EXERCISE = From the op-ed on Iraq, repeat word for word the part that opens with the words containing "Published: July 1, 2005" and closes with "country's other problems.".

TEXT PASSAGE =
By Kenneth M. Pollack

Op-Ed Contributor

Five Ways to Win Back Iraq

Published: July 1, 2005

Washington

IRAQ is not another Afghanistan. Notwithstanding what President Bush said in his speech on Tuesday, our primary problem in Iraq is not terrorism, and the administration's single-minded focus on terrorism may help explain why we have not yet adopted a true counterinsurgency strategy or properly tackled so many of the country's other problems.

Nevertheless, critics of the president who make parallels between Iraq and Vietnam are equally wrong. Iraq is far more important. Because of its oil wealth, its location in the most politically fragile region of the world, and its importance in the eyes of Arab nations that wonder if democracy is possible for them too, Iraq is critical to American interests in a way that Vietnam never was.

EXCERPTED RECORDS =

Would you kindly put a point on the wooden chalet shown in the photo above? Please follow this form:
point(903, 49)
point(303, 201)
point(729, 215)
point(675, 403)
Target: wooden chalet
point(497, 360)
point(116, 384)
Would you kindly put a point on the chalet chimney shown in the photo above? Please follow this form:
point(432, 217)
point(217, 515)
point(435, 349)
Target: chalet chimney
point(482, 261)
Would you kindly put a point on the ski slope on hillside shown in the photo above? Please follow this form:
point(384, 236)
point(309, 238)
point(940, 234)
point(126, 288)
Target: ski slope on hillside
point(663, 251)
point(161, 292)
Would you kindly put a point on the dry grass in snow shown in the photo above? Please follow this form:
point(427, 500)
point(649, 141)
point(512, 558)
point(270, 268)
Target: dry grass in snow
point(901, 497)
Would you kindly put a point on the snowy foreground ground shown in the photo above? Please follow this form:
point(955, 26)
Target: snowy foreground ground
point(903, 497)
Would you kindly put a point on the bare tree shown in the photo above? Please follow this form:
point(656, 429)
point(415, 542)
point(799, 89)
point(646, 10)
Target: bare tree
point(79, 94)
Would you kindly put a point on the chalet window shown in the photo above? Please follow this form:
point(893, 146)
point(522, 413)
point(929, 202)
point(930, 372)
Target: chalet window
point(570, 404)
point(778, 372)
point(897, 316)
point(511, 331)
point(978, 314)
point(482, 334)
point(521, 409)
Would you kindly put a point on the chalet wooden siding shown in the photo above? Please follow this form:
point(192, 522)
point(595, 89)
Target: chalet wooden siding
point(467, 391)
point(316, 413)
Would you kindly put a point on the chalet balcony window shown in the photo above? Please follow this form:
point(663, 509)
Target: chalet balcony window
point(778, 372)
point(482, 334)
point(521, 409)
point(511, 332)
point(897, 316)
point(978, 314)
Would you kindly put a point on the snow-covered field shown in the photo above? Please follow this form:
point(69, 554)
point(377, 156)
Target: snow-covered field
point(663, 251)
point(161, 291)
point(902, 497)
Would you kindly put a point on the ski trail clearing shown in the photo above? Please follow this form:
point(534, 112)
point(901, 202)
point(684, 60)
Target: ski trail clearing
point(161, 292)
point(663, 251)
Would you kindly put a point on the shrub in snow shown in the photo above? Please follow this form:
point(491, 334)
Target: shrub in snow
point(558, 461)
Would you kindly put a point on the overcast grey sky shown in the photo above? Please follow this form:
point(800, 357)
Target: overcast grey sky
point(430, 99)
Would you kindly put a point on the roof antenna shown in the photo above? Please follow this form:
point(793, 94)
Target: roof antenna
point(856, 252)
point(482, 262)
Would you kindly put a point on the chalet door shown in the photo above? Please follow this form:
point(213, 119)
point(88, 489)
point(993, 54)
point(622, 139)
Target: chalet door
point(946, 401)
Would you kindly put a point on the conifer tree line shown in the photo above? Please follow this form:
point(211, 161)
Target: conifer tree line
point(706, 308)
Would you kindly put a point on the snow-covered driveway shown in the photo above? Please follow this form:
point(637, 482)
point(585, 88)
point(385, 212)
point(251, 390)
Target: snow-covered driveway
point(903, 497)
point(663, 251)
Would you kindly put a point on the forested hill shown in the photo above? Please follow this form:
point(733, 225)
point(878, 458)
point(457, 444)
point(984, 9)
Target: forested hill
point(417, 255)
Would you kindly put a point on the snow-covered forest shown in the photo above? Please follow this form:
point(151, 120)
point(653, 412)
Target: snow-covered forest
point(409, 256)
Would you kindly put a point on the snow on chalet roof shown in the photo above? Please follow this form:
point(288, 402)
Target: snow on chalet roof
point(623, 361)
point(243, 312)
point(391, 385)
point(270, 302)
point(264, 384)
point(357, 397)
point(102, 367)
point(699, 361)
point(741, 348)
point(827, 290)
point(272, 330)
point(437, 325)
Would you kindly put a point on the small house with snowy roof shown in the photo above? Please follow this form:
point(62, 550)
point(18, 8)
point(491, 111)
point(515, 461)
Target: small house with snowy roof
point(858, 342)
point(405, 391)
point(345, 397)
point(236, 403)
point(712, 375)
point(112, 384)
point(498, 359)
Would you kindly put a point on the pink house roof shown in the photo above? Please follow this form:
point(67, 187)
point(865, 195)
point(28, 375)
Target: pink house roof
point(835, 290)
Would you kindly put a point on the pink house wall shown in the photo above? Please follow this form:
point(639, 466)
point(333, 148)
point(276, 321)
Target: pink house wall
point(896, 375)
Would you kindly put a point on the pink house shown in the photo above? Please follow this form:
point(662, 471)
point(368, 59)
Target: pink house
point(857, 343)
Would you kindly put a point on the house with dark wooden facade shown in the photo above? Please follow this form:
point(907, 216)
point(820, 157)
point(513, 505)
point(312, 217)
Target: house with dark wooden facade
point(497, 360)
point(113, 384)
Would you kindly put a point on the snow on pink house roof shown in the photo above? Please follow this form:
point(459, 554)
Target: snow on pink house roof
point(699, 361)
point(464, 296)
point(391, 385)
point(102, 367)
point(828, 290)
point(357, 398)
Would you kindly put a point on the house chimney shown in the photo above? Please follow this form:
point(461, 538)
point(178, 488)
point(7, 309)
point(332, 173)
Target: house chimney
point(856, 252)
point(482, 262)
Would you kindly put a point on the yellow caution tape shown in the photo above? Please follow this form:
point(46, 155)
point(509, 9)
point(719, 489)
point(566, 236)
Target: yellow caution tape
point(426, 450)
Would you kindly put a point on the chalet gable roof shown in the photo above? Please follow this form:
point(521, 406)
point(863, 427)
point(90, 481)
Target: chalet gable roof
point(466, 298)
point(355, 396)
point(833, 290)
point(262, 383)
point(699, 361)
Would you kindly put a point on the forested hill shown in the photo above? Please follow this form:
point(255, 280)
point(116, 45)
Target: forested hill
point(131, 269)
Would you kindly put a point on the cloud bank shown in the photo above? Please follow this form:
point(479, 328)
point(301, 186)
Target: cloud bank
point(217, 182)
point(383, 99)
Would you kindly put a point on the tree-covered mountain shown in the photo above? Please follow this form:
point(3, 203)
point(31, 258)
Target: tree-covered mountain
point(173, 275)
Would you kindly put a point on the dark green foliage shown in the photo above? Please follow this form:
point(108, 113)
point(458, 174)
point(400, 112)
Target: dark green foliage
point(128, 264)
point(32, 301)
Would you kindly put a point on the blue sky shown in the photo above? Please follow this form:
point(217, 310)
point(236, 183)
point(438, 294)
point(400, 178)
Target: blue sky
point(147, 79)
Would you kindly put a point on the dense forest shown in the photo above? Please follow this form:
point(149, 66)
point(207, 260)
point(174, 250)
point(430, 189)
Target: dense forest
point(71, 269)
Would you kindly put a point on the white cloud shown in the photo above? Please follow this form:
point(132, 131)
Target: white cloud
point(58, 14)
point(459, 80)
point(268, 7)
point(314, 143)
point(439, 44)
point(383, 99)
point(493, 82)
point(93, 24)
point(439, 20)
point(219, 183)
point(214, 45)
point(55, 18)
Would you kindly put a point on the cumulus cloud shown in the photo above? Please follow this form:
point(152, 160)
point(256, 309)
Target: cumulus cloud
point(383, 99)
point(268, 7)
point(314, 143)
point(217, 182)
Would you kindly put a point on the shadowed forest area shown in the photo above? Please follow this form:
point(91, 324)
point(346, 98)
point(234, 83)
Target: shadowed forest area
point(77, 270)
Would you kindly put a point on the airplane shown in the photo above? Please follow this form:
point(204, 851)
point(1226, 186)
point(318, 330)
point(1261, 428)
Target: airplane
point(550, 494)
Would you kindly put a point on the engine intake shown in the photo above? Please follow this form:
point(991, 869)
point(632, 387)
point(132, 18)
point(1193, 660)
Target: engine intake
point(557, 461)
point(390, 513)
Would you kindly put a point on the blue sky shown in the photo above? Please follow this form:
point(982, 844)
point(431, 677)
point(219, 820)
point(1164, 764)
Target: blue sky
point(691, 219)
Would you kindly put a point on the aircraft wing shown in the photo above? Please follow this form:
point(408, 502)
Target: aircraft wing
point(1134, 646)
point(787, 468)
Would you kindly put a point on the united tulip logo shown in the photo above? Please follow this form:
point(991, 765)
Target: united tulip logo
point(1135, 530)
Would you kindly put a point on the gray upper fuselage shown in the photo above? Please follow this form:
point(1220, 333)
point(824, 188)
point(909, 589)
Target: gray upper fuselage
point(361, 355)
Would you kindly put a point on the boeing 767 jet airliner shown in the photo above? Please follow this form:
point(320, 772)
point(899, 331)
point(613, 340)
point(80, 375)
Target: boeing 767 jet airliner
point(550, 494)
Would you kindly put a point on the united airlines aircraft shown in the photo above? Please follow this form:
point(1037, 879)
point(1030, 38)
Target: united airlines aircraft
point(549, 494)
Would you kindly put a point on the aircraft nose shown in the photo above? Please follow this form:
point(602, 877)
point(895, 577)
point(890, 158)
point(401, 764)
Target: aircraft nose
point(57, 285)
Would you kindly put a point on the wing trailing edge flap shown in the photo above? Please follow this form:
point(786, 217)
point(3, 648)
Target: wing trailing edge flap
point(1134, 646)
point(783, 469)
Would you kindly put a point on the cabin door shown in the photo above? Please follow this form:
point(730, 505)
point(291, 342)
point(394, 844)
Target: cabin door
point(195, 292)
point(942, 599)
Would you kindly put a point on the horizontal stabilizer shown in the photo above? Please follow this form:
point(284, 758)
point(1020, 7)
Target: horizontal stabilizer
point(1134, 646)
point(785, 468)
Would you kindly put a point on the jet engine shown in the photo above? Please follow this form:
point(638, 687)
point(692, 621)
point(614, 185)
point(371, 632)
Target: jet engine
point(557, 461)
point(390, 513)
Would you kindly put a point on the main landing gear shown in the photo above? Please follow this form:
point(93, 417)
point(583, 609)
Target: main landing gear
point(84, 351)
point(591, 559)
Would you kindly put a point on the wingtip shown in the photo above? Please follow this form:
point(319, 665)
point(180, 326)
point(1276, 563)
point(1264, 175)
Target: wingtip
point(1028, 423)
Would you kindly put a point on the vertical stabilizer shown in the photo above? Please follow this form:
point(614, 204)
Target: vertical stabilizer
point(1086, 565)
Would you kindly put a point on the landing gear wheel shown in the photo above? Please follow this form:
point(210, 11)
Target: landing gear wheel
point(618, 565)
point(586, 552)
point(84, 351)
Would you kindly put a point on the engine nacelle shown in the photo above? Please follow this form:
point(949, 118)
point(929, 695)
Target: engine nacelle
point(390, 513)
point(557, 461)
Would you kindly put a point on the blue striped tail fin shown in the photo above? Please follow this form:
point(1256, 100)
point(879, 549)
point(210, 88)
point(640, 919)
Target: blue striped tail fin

REPLY =
Published: July 1, 2005

Washington

IRAQ is not another Afghanistan. Notwithstanding what President Bush said in his speech on Tuesday, our primary problem in Iraq is not terrorism, and the administration's single-minded focus on terrorism may help explain why we have not yet adopted a true counterinsurgency strategy or properly tackled so many of the country's other problems.